What the task requires:
Only an exact, line-for-line copy of the data will serve as the answer.

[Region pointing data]
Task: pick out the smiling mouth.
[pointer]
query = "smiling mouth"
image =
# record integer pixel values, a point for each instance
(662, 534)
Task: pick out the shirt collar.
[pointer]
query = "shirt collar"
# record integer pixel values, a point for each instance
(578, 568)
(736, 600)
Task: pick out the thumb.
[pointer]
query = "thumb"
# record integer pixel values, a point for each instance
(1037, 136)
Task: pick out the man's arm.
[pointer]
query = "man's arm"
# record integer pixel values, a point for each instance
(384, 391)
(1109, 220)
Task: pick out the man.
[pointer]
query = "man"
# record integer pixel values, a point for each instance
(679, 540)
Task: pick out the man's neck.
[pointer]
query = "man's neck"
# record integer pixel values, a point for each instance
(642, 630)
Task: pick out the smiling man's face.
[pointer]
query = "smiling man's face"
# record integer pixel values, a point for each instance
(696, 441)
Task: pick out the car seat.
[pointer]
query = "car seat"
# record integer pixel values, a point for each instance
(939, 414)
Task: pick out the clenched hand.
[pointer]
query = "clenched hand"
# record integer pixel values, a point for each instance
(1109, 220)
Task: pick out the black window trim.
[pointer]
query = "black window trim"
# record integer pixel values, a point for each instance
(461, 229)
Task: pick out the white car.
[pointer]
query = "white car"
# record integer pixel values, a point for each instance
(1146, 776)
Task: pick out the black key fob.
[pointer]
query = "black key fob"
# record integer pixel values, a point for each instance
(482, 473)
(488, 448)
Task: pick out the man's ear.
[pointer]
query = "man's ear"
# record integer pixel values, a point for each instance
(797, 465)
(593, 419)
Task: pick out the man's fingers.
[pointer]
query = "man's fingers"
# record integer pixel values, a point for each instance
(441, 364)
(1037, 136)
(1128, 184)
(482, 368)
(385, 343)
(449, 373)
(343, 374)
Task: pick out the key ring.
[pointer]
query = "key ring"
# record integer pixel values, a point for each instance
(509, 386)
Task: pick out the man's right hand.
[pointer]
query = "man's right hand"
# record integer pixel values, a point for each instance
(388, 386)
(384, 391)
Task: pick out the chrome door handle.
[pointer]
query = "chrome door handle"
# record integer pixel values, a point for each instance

Answer to the problem:
Task: pick out the smiling mouth.
[pointer]
query = "smiling mouth"
image =
# record integer pixel values, a point for each instance
(662, 534)
Task: pick out the shirt collar.
[pointer]
query = "shirt collar"
# record integer pixel values, a point for each instance
(578, 568)
(736, 600)
Task: pick out the thumb.
[pointer]
query = "thumb"
# record integer pixel values, a point for each instance
(1037, 136)
Task: pick out the man's arm.
[pointer]
query = "man's arm"
# record integer pixel values, a point for each instance
(384, 391)
(1109, 220)
Task: pick out the man.
[pointer]
query = "man"
# record integer pixel values, a point for each instance
(679, 540)
Task: pick out the man's neck.
[pointer]
query = "man's neck"
# record integer pixel values, a point for each instance
(642, 630)
Task: pick out the smiling man's face.
[pointer]
query = "smiling man's face"
# record integer pixel values, a point for each instance
(696, 441)
Task: pick out the car seat.
[pointer]
query = "car seat"
# record integer pixel values, a point for each instance
(939, 414)
Task: pick out the clenched hand.
[pointer]
query = "clenched hand"
# record integer pixel values, a point for each instance
(1109, 220)
Task: pick out the black window trim.
[pointer]
query = "black window trim"
# record integer pixel values, a point for each instance
(461, 229)
Task: pick out the white car.
[pointer]
query = "white car"
# record integer pixel values, a point for each instance
(1146, 776)
Task: pick out the black key fob.
[pointer]
query = "black key fob"
# record integer pixel values, a point for each instance
(482, 473)
(488, 448)
Task: pick out the man's ear.
[pointer]
query = "man's ear"
# record integer pixel values, a point for each instance
(797, 465)
(593, 419)
Task: pick out the man's fingers.
[pointer]
query = "man's fingers"
# record integer pixel values, a point for each instance
(441, 364)
(1037, 136)
(1128, 184)
(482, 368)
(385, 343)
(449, 373)
(343, 374)
Task: pick out the key ring.
[pointer]
query = "key ring"
# record integer pixel values, a point for each instance
(509, 386)
Task: pick out the man's right hand.
[pointer]
query = "man's right hand"
# record integer pixel values, a point for each instance
(388, 386)
(384, 391)
Task: pick out the chrome door handle.
[pointer]
query = "chrome door handle"
# record integer pixel values, a point for each instance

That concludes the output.